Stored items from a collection
————
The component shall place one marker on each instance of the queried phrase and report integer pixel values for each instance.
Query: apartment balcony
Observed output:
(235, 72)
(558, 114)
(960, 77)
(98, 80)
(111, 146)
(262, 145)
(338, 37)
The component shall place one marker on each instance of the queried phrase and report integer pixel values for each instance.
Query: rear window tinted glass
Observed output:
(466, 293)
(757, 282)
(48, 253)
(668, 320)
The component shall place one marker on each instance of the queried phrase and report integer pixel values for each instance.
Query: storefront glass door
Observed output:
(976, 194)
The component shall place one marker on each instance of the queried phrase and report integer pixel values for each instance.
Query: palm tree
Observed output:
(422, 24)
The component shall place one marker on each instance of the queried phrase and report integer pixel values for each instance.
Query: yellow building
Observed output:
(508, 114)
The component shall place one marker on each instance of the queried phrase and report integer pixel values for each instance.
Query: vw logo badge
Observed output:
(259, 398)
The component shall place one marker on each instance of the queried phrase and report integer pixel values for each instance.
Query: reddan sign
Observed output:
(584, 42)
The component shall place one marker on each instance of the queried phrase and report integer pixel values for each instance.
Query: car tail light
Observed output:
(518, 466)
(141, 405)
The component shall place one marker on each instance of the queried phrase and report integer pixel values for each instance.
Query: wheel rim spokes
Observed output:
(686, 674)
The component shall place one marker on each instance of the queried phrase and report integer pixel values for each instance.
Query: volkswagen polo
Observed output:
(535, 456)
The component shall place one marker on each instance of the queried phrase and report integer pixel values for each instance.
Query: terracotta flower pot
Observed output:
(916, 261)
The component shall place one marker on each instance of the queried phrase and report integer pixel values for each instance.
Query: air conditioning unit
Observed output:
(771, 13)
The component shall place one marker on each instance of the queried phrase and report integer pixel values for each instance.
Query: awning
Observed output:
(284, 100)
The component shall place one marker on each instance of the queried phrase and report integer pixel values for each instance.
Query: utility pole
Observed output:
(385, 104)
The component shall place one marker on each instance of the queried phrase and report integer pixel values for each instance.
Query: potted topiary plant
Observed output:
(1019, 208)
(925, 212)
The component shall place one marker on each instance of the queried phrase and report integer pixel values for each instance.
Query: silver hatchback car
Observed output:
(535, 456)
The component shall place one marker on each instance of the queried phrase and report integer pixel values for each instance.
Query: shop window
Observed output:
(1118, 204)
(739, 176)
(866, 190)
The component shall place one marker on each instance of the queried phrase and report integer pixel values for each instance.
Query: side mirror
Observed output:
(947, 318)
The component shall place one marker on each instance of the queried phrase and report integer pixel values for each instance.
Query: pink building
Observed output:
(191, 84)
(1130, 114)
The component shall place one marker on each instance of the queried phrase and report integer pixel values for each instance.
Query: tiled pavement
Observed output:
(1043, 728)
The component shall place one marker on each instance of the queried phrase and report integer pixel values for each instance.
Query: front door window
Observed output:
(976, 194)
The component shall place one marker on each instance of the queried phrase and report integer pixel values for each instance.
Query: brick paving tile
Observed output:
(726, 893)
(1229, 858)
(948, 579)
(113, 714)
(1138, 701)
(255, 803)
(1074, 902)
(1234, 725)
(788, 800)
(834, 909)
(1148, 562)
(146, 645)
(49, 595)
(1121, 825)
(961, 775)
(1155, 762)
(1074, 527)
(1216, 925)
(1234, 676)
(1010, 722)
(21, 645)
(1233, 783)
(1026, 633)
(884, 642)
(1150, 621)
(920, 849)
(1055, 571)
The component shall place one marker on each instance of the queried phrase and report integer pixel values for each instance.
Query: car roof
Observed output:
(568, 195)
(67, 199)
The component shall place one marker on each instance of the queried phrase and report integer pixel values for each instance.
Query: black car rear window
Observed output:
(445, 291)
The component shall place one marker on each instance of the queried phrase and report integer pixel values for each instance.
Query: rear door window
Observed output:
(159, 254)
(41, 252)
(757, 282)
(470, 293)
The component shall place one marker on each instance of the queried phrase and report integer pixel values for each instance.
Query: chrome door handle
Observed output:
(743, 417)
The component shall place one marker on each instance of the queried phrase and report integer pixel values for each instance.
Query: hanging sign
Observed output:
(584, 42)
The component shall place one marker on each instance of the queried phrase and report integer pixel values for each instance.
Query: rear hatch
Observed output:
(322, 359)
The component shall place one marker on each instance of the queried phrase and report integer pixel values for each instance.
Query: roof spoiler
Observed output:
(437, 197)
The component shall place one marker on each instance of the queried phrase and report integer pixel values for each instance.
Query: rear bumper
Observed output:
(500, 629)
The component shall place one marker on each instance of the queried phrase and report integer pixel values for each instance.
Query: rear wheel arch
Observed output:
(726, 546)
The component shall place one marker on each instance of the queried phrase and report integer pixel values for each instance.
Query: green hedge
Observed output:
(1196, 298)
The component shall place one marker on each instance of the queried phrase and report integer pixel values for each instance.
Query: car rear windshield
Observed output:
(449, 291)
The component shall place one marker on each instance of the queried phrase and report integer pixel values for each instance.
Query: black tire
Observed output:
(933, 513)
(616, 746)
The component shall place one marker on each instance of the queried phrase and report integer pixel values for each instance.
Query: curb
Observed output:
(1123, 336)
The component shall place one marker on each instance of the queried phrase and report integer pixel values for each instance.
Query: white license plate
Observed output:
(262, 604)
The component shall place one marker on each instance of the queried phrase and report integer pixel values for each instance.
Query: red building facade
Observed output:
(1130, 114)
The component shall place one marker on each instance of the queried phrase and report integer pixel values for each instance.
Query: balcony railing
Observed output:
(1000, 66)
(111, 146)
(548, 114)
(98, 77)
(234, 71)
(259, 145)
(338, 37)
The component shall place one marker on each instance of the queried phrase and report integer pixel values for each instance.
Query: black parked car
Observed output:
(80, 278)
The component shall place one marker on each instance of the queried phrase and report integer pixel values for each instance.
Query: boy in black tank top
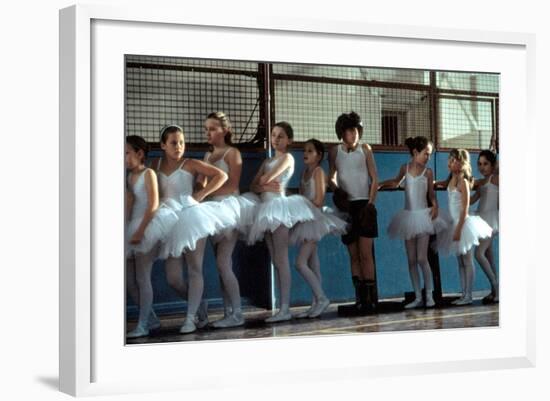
————
▸ **Directions for this task**
With the pictures dropped, give every entry above again exactly.

▸ **Solution below**
The component shall place one marker on each instance of the queried phrase and report integer pixel values for each instance.
Query: apartment balcony
Observed output:
(235, 72)
(558, 114)
(960, 77)
(98, 80)
(111, 146)
(262, 145)
(338, 37)
The component shall place one marker on each instance of the queried phrase and report integer pixel values for each instance.
Query: rear window tinted glass
Observed output:
(466, 293)
(757, 282)
(48, 253)
(668, 320)
The component shall place one marker on each instance of the queried phrase and report integer pixel values for each instance.
Query: storefront glass door
Observed output:
(976, 194)
The component shall place one marker on each instance of the queried phrase and report integer pixel values for each instance.
Query: palm tree
Observed output:
(422, 24)
The component shall place one marker on each instance of the queried phrase and report integer pixel values for each instance.
Query: yellow building
Observed output:
(508, 114)
The component shall place one marker on each instance of the queried phrase and report integer pixel values for each instance.
Query: vw logo badge
Observed output:
(259, 398)
The component shall place one marker on each instance of the queried phrase and report integer pixel values for each instance.
Query: reddan sign
Observed output:
(584, 42)
The component shall place one marker on each instance of the queried phrase and report integer pixel values for each instance.
Query: car tail light
Observed output:
(518, 466)
(141, 405)
The component shall place one marker on each instance of the queried phrase and report integer pixel values for each instance.
Query: wheel rim spokes
Observed output:
(686, 674)
The component shall place one marker on each instance of the queried phrase and report integer pixel values for each instance.
Query: volkswagen polo
Observed output:
(535, 456)
The component shall place one marker on each instance of the queried phrase and report integer pixel values for each instance.
Query: terracotta flower pot
Observed output:
(916, 261)
The component shall place one marker on each instance of the queried phrase and report integer pixel values for each instance.
Query: air conditioning unit
Observed output:
(771, 13)
The component shall place one marker on each instance of the queried phrase and report integer pixel values for each instance.
Query: awning
Observed output:
(284, 100)
The component shall place one marker on each instance of the queried phrase and report integer pixel values for each instance.
Query: utility pole
Observed output:
(385, 104)
The component shall place one marker on each instance of the queried phrase and report integer pixel values for each instance.
Query: potted topiary plant
Observed output:
(1019, 208)
(925, 212)
The component shall place one marker on each instance of the queried phrase and report integer pixel values for each instance.
Query: silver hatchback car
Observed output:
(535, 456)
The component shall place one marker on each instance of the queried phrase and report integer pixel values for each instance.
Query: shop window
Observed output:
(1118, 204)
(739, 176)
(866, 190)
The component shall place one marker on each instance of the queried phrase and report integer pixel values for each instance.
Query: side mirror
Observed output:
(947, 318)
The component shall place one marker on each instance of the queried phrase and report integer pixel values for each instance.
Query: pink building
Observed output:
(191, 84)
(1130, 114)
The component shall place one marker on each instance of the queried phrase and report integer pixel values for each instance.
Query: tiled pavement
Observed output:
(1043, 728)
The component shall place one marker on each instance of the queried phrase and report integer pixel values for each instance.
Query: front door window
Observed output:
(976, 194)
The component shall place one marker on each instance of the queried phrase and report integer pixel values for each instance.
Query: brick paving tile
Observed output:
(726, 893)
(1229, 858)
(948, 579)
(113, 714)
(1138, 701)
(255, 803)
(1074, 902)
(1234, 725)
(788, 800)
(834, 909)
(1148, 562)
(146, 645)
(49, 595)
(1121, 825)
(961, 775)
(1155, 762)
(1074, 527)
(1216, 925)
(1234, 676)
(1010, 722)
(21, 645)
(1233, 783)
(1026, 633)
(884, 642)
(1150, 621)
(920, 849)
(1055, 571)
The component shall place one marker on each instance of the queried phrase and report integer pixel values for each instance.
Query: car roof
Observed output:
(568, 195)
(67, 199)
The component shall place one marker on each instance of the queried phrase and report integer pixel values for each instance.
Query: black car rear window
Observed output:
(445, 291)
The component shall place one marker on each instance of the queried phrase and report integer pixel values for each instance.
Query: rear door window
Observed output:
(159, 254)
(41, 252)
(757, 282)
(470, 293)
The component shall place one marker on each instance of the queried phrase and report integer pixel values for each instance.
Query: chrome door handle
Observed output:
(743, 417)
The component shall place one marker on each instance of the queried phrase and report integer pixel values for each instance.
Query: hanging sign
Observed output:
(584, 42)
The component shall place one marker on each instance of the queried phrase and report integer pixel values for each instance.
Query: rear hatch
Observed output:
(322, 359)
The component shall place one marker on each instance of the queried phrase and report integer pixel values for each instance.
Query: roof spoiler
Observed output:
(437, 197)
The component shall place one marker on each instance of the queried phrase and report integer pixel values for each instance.
Query: rear bumper
Observed output:
(500, 629)
The component shall place one marker on each instance of the queried phrase and report integer pixel values for each instance.
Query: rear wheel arch
Observed output:
(726, 546)
The component shall place one marker on each instance of the queried phrase and report integer pixel values for each instance.
Query: green hedge
Observed output:
(1196, 298)
The component shall place one marker on each instance of the queried phrase and report integer pixel values for each instance.
Query: car rear windshield
Observed output:
(449, 291)
The component shall place one marker on each instance of the queried phrase and report integer pixel values for each instance.
Query: black tire
Observed output:
(933, 513)
(616, 746)
The component shall place one marker on each instance of the queried phrase and report integer pixel values for each instance.
Query: curb
Observed output:
(1123, 336)
The component shall place one marker on each instance of the queried phrase and report integer pixel values for each instance.
Query: white license plate
Observed output:
(262, 604)
The component shall place one marker on each instance of the queried phrase and report integer pixel values for each instance.
Query: red building facade
Observed output:
(1130, 114)
The component shall place one marker on each instance of the queried phrase and report integer pixel values for each instance.
Query: balcony railing
Observed output:
(1000, 66)
(111, 146)
(548, 114)
(98, 77)
(234, 71)
(259, 145)
(338, 37)
The component shall place one marker on each instance of the queried phrase and report integer pixel values for each instance.
Query: black parked car
Observed output:
(80, 278)
The component shall place one marker on each instance of the queried phrase and report integer pixel values for each instance.
Query: boy in black tank top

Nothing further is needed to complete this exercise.